== Description of the task ==
Filter the lines below, keeping each one that holds "accordingly".

== Data records ==

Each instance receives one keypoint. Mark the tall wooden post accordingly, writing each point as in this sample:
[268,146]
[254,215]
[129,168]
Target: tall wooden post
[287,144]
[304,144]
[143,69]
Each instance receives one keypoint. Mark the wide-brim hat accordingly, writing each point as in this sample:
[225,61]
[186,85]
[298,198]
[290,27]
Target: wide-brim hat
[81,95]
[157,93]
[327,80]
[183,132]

== Result of this exercise ==
Each instance receives one keypoint. Mark the tall wooden post accordingly, writing each point as in this sample:
Each instance receives one keypoint. Mark the wide-brim hat accordingly, writing each point as in this sample:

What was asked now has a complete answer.